The Government has produced a short-term Budget which does nothing to set up NSW for success on the other side of the pandemic and recession, Labor has warned.
Many of its principles are based on precarious and heroic assumptions that are unlikely to become reality, NSW Labor Leader Jodi McKay said.
Nearly 100 “ghost schools” with no funding or start date remain on the Government’s books, with no attention paid to them in this budget.
Proposed hospitals at Rouse Hill and Bankstown – both urgently needed – remain mere thoughts in the never never.
And for the first time, Treasurer Perrottet’s plan includes a land tax which will be levied on farms.
Hundreds of thousands of people looking for jobs, and small businesses looking to employ them, will be shaking their heads in disbelief at this budget.
“This is a Budget that could have been delivered two years ago, five years ago, 10 years ago,” Ms McKay said.

STORED DATA:
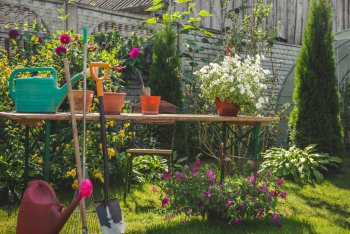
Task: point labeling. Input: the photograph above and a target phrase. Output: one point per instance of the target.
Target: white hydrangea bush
(235, 80)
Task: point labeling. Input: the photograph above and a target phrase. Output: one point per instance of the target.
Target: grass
(323, 208)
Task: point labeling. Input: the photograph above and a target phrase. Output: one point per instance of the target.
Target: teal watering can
(37, 94)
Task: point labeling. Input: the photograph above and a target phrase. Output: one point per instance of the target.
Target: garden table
(36, 119)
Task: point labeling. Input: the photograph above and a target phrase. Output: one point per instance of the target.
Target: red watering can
(40, 212)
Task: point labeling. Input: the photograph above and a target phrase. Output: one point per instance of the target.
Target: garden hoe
(108, 211)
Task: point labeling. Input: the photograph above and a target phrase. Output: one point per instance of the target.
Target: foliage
(315, 116)
(301, 165)
(236, 81)
(197, 192)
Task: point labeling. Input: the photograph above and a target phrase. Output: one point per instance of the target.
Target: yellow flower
(73, 172)
(111, 152)
(122, 133)
(8, 71)
(75, 184)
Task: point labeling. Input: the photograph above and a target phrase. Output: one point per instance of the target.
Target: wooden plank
(240, 119)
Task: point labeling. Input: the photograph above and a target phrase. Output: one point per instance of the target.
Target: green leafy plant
(301, 165)
(197, 192)
(315, 118)
(236, 81)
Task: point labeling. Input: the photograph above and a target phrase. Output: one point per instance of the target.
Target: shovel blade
(110, 216)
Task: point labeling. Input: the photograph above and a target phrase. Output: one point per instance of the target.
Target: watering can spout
(61, 92)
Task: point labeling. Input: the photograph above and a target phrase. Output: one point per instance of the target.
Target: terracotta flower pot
(113, 102)
(150, 105)
(79, 101)
(226, 109)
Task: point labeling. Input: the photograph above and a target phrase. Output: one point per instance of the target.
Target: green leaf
(204, 13)
(195, 19)
(152, 20)
(155, 8)
(182, 1)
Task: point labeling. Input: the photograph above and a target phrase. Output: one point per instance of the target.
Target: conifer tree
(315, 118)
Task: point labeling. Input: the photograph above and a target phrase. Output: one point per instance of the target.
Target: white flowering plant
(235, 80)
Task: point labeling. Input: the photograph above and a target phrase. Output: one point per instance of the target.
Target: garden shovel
(108, 211)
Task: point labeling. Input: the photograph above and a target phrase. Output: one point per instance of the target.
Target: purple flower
(229, 202)
(60, 49)
(65, 39)
(210, 174)
(154, 189)
(207, 194)
(256, 175)
(134, 53)
(276, 218)
(279, 182)
(274, 193)
(165, 201)
(13, 33)
(283, 195)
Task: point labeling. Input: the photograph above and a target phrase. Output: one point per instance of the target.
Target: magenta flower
(279, 182)
(65, 39)
(189, 212)
(134, 53)
(13, 33)
(283, 195)
(60, 49)
(154, 189)
(229, 202)
(165, 176)
(165, 201)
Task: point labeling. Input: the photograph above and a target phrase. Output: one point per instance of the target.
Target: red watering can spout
(40, 211)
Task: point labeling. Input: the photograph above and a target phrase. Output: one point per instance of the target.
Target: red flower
(60, 49)
(134, 53)
(13, 33)
(65, 39)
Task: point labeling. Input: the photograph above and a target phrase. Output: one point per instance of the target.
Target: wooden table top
(240, 119)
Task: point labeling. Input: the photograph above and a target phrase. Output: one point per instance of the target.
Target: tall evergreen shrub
(315, 118)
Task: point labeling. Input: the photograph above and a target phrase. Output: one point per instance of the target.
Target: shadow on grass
(258, 226)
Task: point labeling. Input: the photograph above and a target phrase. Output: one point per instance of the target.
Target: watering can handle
(99, 80)
(29, 69)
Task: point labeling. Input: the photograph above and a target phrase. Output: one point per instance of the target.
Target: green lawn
(323, 208)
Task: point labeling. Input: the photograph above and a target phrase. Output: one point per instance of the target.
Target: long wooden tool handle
(75, 138)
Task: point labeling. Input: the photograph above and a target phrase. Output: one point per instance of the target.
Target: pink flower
(60, 49)
(279, 182)
(13, 33)
(154, 189)
(283, 195)
(65, 39)
(165, 201)
(134, 53)
(165, 176)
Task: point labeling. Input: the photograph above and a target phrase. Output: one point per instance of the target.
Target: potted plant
(149, 104)
(234, 83)
(197, 192)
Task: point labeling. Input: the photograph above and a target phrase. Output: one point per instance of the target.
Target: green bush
(301, 165)
(315, 118)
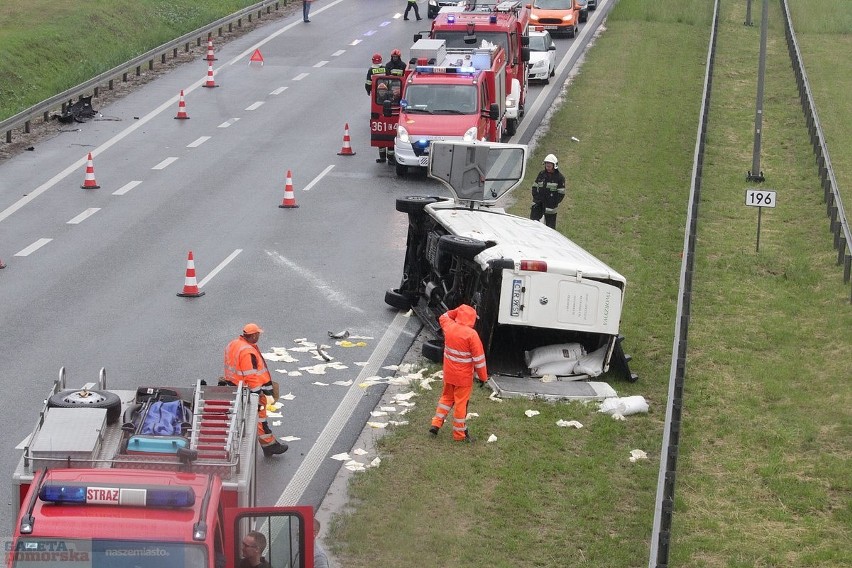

WHAT NEEDS TO BE DONE:
Write what comes next in the statement on the NSW Budget, picking up after Ms McKay's quote.

RESPONSE TO THE TASK:
“It’s a tired, flat Budget from a tired, 10-year-old Government.”
Labor has queried how the Budget can rely at the same time on both borrowing at record low interest rates and on selling off state assets at a depressed state of the market.
“Both things cannot be true,” Ms McKay warned.
And Ms McKay warned that small businesses would be in a fight for their lives when Jobkeeper ends in March, because the Treasurer had failed to account for that looming economic crisis.
Labor offered to discuss significant tax reform with the Treasurer, “but all we got was nothing in response and a damp squib today … a suggestion about merely having further public consultation on stamp duty and a tinkering around the edges of payroll tax”.
“We’ve set up a three-part test for meaningful tax reform: does it create jobs, get people into their own homes and create a fairer tax system overall – and what he’s proposed today does not meet this test,” she said.
“This Government’s reputation has been shredded even further today with this flat, unimaginative Budget.”